What you have to do -
Reproduce the whole listing below, requests included, shifting every point coordinate in the answers by -143. Leave out the pictures.
^^^^
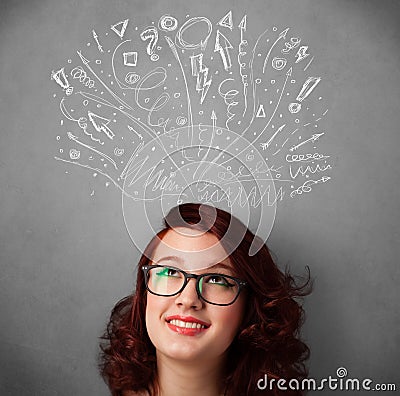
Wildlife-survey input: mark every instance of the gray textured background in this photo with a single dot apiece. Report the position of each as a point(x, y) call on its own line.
point(66, 258)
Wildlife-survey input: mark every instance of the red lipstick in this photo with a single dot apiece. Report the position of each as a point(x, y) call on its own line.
point(186, 325)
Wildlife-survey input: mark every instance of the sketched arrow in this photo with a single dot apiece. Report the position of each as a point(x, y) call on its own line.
point(75, 139)
point(96, 38)
point(86, 62)
point(281, 36)
point(137, 133)
point(313, 138)
point(214, 119)
point(243, 26)
point(222, 45)
point(210, 144)
point(100, 124)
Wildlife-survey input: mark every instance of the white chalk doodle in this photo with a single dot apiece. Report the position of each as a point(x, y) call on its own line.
point(312, 139)
point(100, 124)
point(150, 34)
point(302, 53)
point(305, 91)
point(202, 42)
point(96, 39)
point(120, 27)
point(200, 71)
point(193, 108)
point(222, 45)
point(61, 79)
point(226, 21)
point(81, 75)
point(130, 58)
point(167, 23)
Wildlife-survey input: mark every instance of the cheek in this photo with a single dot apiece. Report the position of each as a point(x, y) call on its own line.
^^^^
Written reply -
Wildlife-survey input: mark every instance of the gray textured background in this photo with a single dot apiece. Report the position of each as a point(x, y) call on its own line.
point(-77, 115)
Wildlife-survey input: mark every instance of the red lipstick in this photo with a single dot apiece. Report the position of each as a point(x, y) call on its own line.
point(43, 182)
Wildlife-survey input: mark every instance of the sketched arrow in this photo with a single dot apiece. Report the position of each as a point(x, y) call on its own line.
point(-68, -4)
point(-47, -105)
point(-57, -81)
point(138, -107)
point(-6, -10)
point(170, -5)
point(71, -24)
point(100, -117)
point(79, -98)
point(67, 1)
point(-43, -19)
Wildlife-survey input: mark every instance of the white chalk doodle in this photo with a single dot apiece. Report the position of each as a point(x, y) call on its own line.
point(169, -4)
point(-43, -19)
point(7, -109)
point(159, -90)
point(162, -52)
point(59, -101)
point(-47, -104)
point(-23, -116)
point(57, -72)
point(50, -35)
point(79, -98)
point(-82, -64)
point(83, -122)
point(-62, -68)
point(-13, -85)
point(24, -120)
Wildlife-survey input: mark every instance of the cheek in this photo with a single dot apiece. Report the position of each as a point(x, y) call on its own line.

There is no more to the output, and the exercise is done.